◆ **Direction**
Can you give all the records again without altering a single character?

[BEGIN Data for the task]

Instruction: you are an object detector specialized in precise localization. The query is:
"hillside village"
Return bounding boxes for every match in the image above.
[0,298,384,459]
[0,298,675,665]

[END Data for the task]

◆ **Task response**
Instruction: you are an object detector specialized in precise localization. The query is:
"hillside village"
Return bounding boxes for every match in the image above.
[0,298,384,459]
[0,298,675,665]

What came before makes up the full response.